WHAT YOU ARE ASKED TO DO:
Please reproduce the entries below exactly, omitting any images they contain.

Saved entries:
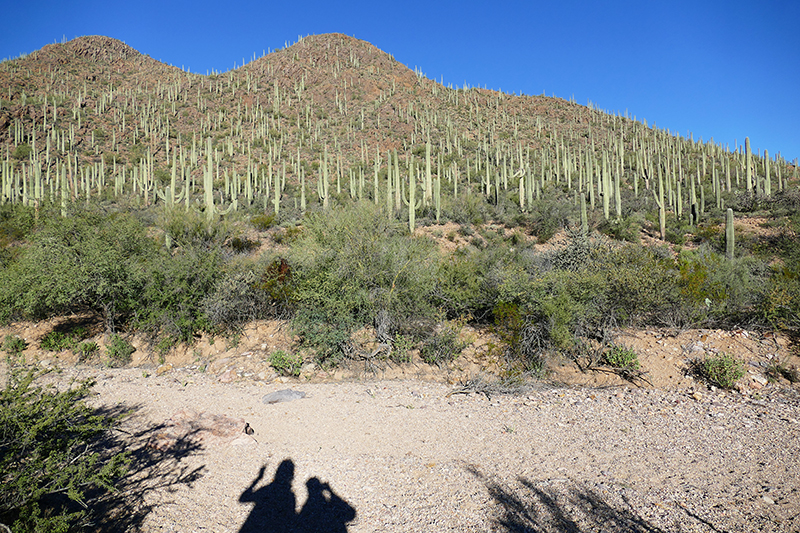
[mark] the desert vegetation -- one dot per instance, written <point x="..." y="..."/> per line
<point x="312" y="185"/>
<point x="174" y="203"/>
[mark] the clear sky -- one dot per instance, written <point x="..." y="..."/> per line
<point x="715" y="68"/>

RESULT OF THIS TASK:
[mark] the desert vegetation -- one dot per instance, written <point x="..." y="..."/> per line
<point x="312" y="185"/>
<point x="174" y="203"/>
[mark] the clear sky -- one dot per instance, written <point x="..." y="..."/> per line
<point x="715" y="68"/>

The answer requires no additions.